>> Start RECORDS FOR THIS TASK

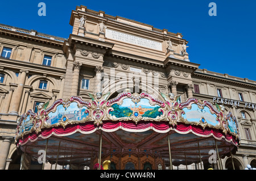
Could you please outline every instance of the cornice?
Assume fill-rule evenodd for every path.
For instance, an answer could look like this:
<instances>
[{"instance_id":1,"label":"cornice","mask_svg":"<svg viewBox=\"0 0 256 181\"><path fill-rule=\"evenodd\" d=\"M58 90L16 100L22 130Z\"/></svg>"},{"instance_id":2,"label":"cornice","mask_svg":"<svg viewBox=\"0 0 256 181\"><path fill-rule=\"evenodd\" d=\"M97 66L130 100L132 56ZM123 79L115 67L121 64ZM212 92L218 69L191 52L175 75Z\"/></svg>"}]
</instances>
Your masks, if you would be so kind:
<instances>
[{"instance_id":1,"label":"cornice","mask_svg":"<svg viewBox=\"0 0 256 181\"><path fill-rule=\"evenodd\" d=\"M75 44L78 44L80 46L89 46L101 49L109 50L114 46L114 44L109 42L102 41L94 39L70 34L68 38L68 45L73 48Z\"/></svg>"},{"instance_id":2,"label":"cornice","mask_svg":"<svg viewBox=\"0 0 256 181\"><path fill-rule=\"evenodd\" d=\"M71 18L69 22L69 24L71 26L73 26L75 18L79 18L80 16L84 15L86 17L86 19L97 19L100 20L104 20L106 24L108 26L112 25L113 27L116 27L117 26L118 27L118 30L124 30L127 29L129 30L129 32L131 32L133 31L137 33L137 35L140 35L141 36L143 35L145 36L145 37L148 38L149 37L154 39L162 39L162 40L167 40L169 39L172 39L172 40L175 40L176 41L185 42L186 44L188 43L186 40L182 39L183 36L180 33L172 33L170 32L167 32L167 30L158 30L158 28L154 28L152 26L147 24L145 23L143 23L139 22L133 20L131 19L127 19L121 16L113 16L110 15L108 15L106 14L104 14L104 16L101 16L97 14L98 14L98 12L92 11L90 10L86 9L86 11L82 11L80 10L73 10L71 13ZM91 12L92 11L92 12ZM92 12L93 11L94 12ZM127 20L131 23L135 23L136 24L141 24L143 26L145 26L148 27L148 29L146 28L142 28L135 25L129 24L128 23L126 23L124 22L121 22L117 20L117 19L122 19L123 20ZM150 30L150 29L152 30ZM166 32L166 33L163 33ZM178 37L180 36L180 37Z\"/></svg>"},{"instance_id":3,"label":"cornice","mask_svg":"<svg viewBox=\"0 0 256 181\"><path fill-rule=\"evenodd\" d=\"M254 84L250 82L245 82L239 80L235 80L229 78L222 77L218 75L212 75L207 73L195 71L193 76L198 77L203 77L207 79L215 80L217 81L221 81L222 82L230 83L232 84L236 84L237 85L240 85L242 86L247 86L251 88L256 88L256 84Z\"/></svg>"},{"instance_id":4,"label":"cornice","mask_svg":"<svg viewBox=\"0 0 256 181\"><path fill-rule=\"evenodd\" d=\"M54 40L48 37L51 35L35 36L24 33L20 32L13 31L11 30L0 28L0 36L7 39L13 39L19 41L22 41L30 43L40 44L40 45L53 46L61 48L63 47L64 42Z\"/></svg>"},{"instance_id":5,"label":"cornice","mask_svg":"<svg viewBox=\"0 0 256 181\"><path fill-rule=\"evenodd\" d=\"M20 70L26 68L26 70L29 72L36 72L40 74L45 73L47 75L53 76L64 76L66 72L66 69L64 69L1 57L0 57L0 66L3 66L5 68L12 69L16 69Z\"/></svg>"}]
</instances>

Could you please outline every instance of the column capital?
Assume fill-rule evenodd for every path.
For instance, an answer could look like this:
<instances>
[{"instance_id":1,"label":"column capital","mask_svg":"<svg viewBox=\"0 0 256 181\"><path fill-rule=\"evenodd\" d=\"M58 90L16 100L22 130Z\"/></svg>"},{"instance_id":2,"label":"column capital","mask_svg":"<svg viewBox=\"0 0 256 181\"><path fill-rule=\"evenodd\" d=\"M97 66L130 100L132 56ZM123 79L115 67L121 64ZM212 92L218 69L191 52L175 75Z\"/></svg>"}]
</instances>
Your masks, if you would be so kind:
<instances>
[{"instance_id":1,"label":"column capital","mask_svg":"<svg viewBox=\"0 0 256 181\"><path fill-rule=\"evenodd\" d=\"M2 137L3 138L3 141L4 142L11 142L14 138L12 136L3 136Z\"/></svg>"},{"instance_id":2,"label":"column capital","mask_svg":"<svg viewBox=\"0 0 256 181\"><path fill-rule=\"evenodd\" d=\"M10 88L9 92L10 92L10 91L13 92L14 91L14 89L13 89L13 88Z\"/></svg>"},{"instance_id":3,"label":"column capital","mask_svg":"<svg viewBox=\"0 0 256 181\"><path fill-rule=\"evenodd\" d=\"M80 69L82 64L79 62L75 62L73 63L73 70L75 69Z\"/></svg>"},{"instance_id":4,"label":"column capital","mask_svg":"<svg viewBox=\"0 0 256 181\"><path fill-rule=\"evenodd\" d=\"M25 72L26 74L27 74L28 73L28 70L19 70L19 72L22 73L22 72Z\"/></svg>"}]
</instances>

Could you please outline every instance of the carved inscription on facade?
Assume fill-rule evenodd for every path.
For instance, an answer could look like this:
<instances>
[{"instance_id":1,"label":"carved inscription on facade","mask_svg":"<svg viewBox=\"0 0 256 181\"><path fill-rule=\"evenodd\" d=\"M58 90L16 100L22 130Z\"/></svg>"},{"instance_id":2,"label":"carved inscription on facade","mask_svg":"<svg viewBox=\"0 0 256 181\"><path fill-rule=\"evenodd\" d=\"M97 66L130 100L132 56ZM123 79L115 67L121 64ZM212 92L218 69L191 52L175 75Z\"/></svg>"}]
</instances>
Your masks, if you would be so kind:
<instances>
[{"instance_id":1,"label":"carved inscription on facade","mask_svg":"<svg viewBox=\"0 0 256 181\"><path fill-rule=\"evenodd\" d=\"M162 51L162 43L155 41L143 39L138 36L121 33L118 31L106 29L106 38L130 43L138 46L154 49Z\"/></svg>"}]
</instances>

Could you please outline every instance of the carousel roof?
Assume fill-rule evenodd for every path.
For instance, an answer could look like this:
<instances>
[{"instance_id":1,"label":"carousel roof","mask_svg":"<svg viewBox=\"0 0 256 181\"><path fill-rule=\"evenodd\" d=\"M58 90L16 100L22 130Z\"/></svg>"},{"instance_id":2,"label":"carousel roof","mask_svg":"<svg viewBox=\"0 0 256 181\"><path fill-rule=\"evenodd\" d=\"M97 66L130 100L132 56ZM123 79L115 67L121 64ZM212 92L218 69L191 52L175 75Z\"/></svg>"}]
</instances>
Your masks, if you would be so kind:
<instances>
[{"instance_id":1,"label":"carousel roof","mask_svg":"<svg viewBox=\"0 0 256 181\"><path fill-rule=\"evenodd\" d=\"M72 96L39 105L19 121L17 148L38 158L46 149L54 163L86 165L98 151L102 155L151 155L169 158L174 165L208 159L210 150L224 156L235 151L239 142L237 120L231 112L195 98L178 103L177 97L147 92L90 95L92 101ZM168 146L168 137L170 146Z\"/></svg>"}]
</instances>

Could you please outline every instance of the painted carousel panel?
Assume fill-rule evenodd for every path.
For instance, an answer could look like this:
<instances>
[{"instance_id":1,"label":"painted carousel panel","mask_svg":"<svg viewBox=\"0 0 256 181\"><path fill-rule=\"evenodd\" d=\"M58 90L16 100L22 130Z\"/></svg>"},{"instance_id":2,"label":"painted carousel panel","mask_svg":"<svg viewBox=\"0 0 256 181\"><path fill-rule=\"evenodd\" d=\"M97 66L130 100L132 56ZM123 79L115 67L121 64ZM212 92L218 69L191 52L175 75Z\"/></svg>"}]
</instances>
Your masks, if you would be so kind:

>> End RECORDS FOR THIS TASK

Please present all of the data above as a numbered list with one item per line. Skip blank lines and leave out the pictures.

EXERCISE SOLUTION —
1. Could you please outline every instance of the cornice?
2. Assume fill-rule evenodd for every path.
3. For instance, an answer could look like this:
4. <instances>
5. [{"instance_id":1,"label":"cornice","mask_svg":"<svg viewBox=\"0 0 256 181\"><path fill-rule=\"evenodd\" d=\"M58 90L16 100L22 130Z\"/></svg>"},{"instance_id":2,"label":"cornice","mask_svg":"<svg viewBox=\"0 0 256 181\"><path fill-rule=\"evenodd\" d=\"M97 66L130 100L132 56ZM123 79L115 67L121 64ZM212 92L218 69L191 52L175 75Z\"/></svg>"}]
6. </instances>
7. Your masks, if you would be so kind:
8. <instances>
9. [{"instance_id":1,"label":"cornice","mask_svg":"<svg viewBox=\"0 0 256 181\"><path fill-rule=\"evenodd\" d=\"M75 44L78 44L80 46L89 46L101 49L109 50L114 46L114 44L109 42L102 41L94 39L70 34L68 38L68 45L73 48Z\"/></svg>"},{"instance_id":2,"label":"cornice","mask_svg":"<svg viewBox=\"0 0 256 181\"><path fill-rule=\"evenodd\" d=\"M71 18L69 22L69 24L71 26L73 26L75 18L79 18L80 16L84 15L86 17L86 19L97 19L100 20L104 20L106 24L108 26L112 25L113 27L116 27L117 26L118 27L118 30L124 30L127 29L129 30L129 32L131 32L133 31L137 33L137 35L140 35L141 36L143 35L145 36L145 37L148 38L149 37L154 39L162 39L162 40L167 40L169 39L172 39L172 40L175 40L176 41L185 42L186 44L188 43L186 40L182 39L183 36L180 33L172 33L170 32L167 32L167 30L158 30L158 28L154 28L152 26L147 24L145 23L143 23L139 22L133 20L131 19L127 19L121 16L113 16L110 15L108 15L106 14L104 14L104 16L101 16L97 14L98 14L98 12L92 11L90 10L86 9L86 11L82 11L80 10L73 10L71 13ZM91 12L92 11L92 12ZM92 12L93 11L94 12ZM127 20L131 23L135 23L136 24L141 24L143 26L145 26L148 27L148 29L146 28L142 28L135 25L129 24L128 23L126 23L124 22L121 22L117 20L117 19L122 19L123 20ZM150 30L150 29L152 30ZM166 32L166 33L163 33ZM178 37L180 36L180 37Z\"/></svg>"},{"instance_id":3,"label":"cornice","mask_svg":"<svg viewBox=\"0 0 256 181\"><path fill-rule=\"evenodd\" d=\"M254 84L250 82L245 82L239 80L235 80L229 78L222 77L218 75L212 75L207 73L195 71L193 76L198 77L203 77L207 79L215 80L217 81L221 81L222 82L230 83L232 84L236 84L237 85L240 85L242 86L247 86L251 88L256 88L256 84Z\"/></svg>"},{"instance_id":4,"label":"cornice","mask_svg":"<svg viewBox=\"0 0 256 181\"><path fill-rule=\"evenodd\" d=\"M54 40L48 37L51 35L35 36L24 33L20 32L13 31L11 30L0 28L0 36L7 39L13 39L19 41L22 41L30 43L40 44L40 45L53 46L61 48L63 47L64 42Z\"/></svg>"},{"instance_id":5,"label":"cornice","mask_svg":"<svg viewBox=\"0 0 256 181\"><path fill-rule=\"evenodd\" d=\"M20 70L26 68L26 70L29 72L36 72L40 74L45 73L47 75L53 76L64 76L66 72L66 69L64 69L1 57L0 57L0 66L3 66L5 68L12 69L16 69Z\"/></svg>"}]
10. </instances>
11. Could you please outline every instance of the column capital?
12. Assume fill-rule evenodd for every path.
13. For instance, an answer could look like this:
14. <instances>
15. [{"instance_id":1,"label":"column capital","mask_svg":"<svg viewBox=\"0 0 256 181\"><path fill-rule=\"evenodd\" d=\"M58 90L16 100L22 130Z\"/></svg>"},{"instance_id":2,"label":"column capital","mask_svg":"<svg viewBox=\"0 0 256 181\"><path fill-rule=\"evenodd\" d=\"M97 66L130 100L132 56ZM123 79L115 67L121 64ZM212 92L218 69L191 52L175 75Z\"/></svg>"}]
16. </instances>
17. Your masks, if you would be so kind:
18. <instances>
19. [{"instance_id":1,"label":"column capital","mask_svg":"<svg viewBox=\"0 0 256 181\"><path fill-rule=\"evenodd\" d=\"M2 137L3 138L3 141L4 142L11 142L14 138L12 136L3 136Z\"/></svg>"},{"instance_id":2,"label":"column capital","mask_svg":"<svg viewBox=\"0 0 256 181\"><path fill-rule=\"evenodd\" d=\"M10 88L9 92L10 92L10 91L13 92L14 91L14 89L13 89L13 88Z\"/></svg>"},{"instance_id":3,"label":"column capital","mask_svg":"<svg viewBox=\"0 0 256 181\"><path fill-rule=\"evenodd\" d=\"M80 69L82 64L79 62L75 62L73 63L73 70L75 69Z\"/></svg>"},{"instance_id":4,"label":"column capital","mask_svg":"<svg viewBox=\"0 0 256 181\"><path fill-rule=\"evenodd\" d=\"M25 72L26 74L27 74L28 73L28 70L19 70L19 72L22 73L22 72Z\"/></svg>"}]
20. </instances>
21. Could you please outline every instance of the carved inscription on facade?
22. Assume fill-rule evenodd for every path.
23. For instance, an answer could look like this:
24. <instances>
25. [{"instance_id":1,"label":"carved inscription on facade","mask_svg":"<svg viewBox=\"0 0 256 181\"><path fill-rule=\"evenodd\" d=\"M58 90L16 100L22 130Z\"/></svg>"},{"instance_id":2,"label":"carved inscription on facade","mask_svg":"<svg viewBox=\"0 0 256 181\"><path fill-rule=\"evenodd\" d=\"M97 66L130 100L132 56ZM123 79L115 67L121 64ZM212 92L218 69L191 52L175 75Z\"/></svg>"}]
26. </instances>
27. Your masks, if you would be so kind:
28. <instances>
29. [{"instance_id":1,"label":"carved inscription on facade","mask_svg":"<svg viewBox=\"0 0 256 181\"><path fill-rule=\"evenodd\" d=\"M162 51L162 43L155 41L143 39L138 36L121 33L118 31L106 29L106 38L130 43L138 46L154 49Z\"/></svg>"}]
30. </instances>
31. Could you please outline every instance of the carousel roof?
32. Assume fill-rule evenodd for every path.
33. For instance, an answer could look like this:
34. <instances>
35. [{"instance_id":1,"label":"carousel roof","mask_svg":"<svg viewBox=\"0 0 256 181\"><path fill-rule=\"evenodd\" d=\"M58 90L16 100L22 130Z\"/></svg>"},{"instance_id":2,"label":"carousel roof","mask_svg":"<svg viewBox=\"0 0 256 181\"><path fill-rule=\"evenodd\" d=\"M97 66L130 100L132 56ZM123 79L115 67L121 64ZM212 92L218 69L191 52L175 75Z\"/></svg>"}]
36. </instances>
37. Your masks, if you would be so kind:
38. <instances>
39. [{"instance_id":1,"label":"carousel roof","mask_svg":"<svg viewBox=\"0 0 256 181\"><path fill-rule=\"evenodd\" d=\"M72 96L39 105L19 121L17 148L38 158L46 149L54 163L86 165L98 151L102 155L151 155L169 158L174 165L208 159L210 150L224 156L235 151L239 142L237 120L231 112L195 98L178 103L177 97L147 92L90 95L92 101ZM168 146L168 137L170 146Z\"/></svg>"}]
40. </instances>
41. Could you please outline every instance of the painted carousel panel?
42. Assume fill-rule evenodd for every path.
43. For instance, an answer could look like this:
44. <instances>
45. [{"instance_id":1,"label":"painted carousel panel","mask_svg":"<svg viewBox=\"0 0 256 181\"><path fill-rule=\"evenodd\" d=\"M58 90L16 100L22 130Z\"/></svg>"},{"instance_id":2,"label":"painted carousel panel","mask_svg":"<svg viewBox=\"0 0 256 181\"><path fill-rule=\"evenodd\" d=\"M97 66L130 100L132 56ZM123 79L115 67L121 64ZM212 92L218 69L191 52L175 75Z\"/></svg>"}]
46. </instances>
47. Your masks, if you would be so kind:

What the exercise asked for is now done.